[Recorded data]
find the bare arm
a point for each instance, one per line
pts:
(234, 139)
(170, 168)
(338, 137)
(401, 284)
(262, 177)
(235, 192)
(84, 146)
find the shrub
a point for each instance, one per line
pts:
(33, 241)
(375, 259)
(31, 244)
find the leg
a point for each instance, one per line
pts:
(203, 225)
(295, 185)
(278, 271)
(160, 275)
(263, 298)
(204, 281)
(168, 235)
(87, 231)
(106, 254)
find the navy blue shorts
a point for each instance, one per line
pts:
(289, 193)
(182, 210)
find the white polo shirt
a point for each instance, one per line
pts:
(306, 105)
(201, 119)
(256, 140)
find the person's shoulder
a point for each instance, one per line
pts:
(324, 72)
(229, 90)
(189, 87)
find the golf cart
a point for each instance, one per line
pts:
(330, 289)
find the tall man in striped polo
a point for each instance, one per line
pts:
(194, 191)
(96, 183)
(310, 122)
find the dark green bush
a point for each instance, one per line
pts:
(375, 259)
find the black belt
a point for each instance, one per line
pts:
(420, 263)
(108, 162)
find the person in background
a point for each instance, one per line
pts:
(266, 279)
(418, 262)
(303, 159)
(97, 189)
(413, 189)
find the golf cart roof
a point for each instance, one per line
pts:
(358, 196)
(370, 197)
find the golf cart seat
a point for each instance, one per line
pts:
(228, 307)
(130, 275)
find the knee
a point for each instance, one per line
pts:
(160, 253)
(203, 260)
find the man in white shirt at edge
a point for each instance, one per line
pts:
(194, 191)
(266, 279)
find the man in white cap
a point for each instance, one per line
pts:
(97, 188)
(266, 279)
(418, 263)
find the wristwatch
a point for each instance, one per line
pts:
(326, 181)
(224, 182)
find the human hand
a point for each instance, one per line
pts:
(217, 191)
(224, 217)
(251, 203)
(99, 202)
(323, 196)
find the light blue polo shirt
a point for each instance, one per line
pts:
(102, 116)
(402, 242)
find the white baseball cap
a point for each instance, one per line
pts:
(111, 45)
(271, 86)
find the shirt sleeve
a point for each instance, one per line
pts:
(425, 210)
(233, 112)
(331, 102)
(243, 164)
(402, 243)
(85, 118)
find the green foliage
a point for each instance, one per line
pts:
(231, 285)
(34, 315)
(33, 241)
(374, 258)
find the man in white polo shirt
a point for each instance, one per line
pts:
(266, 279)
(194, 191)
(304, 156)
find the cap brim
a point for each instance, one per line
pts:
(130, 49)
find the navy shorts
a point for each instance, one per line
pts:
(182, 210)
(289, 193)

▸ **Exercise details**
Please copy out each line of the data in which the word "white" occurs.

▸ **Answer to this task**
find the white polo shirt
find the man in white shirt at edge
find the man in white cap
find the white baseball cap
find the man in white polo shirt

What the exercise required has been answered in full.